• _READING PASSAGE_
Here is an outline of Sandra's contribution:

How would you describe yourself in a few words?
  • Short version: ‘Lay, grey and gay’!
  • Sociologist, career of 35 years as a civil servant in the various incarnations of the ‘employment’ department working mainly on policy and implementation of work and training programmes but also turning my hand to finance, IT and HR. Moved to Sheffield with the Manpower Services Commission in 1981.
  • Partnered with Gill for nearly 30 years and have shared our lives with a number of adopted cats.

How did you get involved with the C of E?
  • Originally through Brownies and Guides!
  • ‘Grew’ into faith in my teens at a very good, open, evangelical church.
  • ‘Moonlighted’ for the C of E since I was 18 in various leadership roles, most recently over 20 years in cathedral governance and project management before moving to St Mark’s [Broomhill, Sheffield] over 2 years ago and now being on the PCC here.
  • I took early retirement from the Civil Service to become Chair of the Diocesan Board of Finance in 2008. This led indirectly to membership of a number of national C of E committees, mainly involving resourcing, and currently being Vice Chair of the C of E Pensions Board and Chair of its Housing Committee.

When did you know you were gay? How?
  • When I realised that I was in love with Gill. Really scary!

• _GIVEN PROBLEM A_
Extract the stretch of the interview with Sandra from "How did you" through "the PCC here.", copying it word for word.
The interview text and the records have no connection to each other.

• _DATA IN THIS EXERCISE_
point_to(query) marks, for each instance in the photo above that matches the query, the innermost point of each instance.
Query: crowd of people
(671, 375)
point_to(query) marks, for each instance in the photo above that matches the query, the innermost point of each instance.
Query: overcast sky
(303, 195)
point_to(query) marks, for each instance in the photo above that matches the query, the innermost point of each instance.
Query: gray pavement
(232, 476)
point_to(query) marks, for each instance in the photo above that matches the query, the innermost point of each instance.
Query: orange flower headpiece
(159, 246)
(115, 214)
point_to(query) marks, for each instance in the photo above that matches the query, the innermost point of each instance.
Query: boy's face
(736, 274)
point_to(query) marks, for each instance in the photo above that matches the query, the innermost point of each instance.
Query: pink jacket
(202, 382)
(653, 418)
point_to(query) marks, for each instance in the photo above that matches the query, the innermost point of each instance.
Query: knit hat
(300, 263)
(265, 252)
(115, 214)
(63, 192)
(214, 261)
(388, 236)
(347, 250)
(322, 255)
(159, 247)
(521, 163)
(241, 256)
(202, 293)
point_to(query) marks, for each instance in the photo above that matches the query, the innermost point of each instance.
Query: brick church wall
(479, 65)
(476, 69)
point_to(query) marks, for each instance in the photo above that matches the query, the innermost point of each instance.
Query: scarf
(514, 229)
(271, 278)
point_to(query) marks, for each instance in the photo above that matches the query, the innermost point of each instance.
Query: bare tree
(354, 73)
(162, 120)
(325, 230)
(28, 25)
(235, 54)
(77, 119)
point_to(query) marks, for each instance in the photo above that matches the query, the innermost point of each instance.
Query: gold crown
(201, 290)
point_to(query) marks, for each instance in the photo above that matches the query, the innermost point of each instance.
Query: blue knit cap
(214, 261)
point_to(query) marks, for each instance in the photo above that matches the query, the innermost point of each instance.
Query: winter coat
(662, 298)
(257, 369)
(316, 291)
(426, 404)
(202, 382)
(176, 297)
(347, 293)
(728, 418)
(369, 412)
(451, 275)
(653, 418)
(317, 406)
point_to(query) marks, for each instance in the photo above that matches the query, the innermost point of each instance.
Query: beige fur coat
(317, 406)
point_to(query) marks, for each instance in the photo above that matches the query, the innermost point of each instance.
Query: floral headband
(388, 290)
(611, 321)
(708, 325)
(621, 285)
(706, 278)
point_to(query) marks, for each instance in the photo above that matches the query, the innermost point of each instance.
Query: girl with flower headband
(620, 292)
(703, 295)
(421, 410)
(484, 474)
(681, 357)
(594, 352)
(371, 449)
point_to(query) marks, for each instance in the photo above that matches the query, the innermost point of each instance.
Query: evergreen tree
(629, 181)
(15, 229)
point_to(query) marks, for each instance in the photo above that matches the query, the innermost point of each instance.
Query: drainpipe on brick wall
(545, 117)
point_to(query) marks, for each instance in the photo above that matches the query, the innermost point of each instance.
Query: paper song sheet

• _GIVEN PROBLEM B_
Count the lines in the records above that contain the string "wall", treating uppercase and lowercase as different, and reply with only the number.

• _TASK SOLUTION A_
How did you get involved with the C of E?
  • Originally through Brownies and Guides!
  • ‘Grew’ into faith in my teens at a very good, open, evangelical church.
  • ‘Moonlighted’ for the C of E since I was 18 in various leadership roles, most recently over 20 years in cathedral governance and project management before moving to St Mark’s [Broomhill, Sheffield] over 2 years ago and now being on the PCC here.

• _TASK SOLUTION B_
2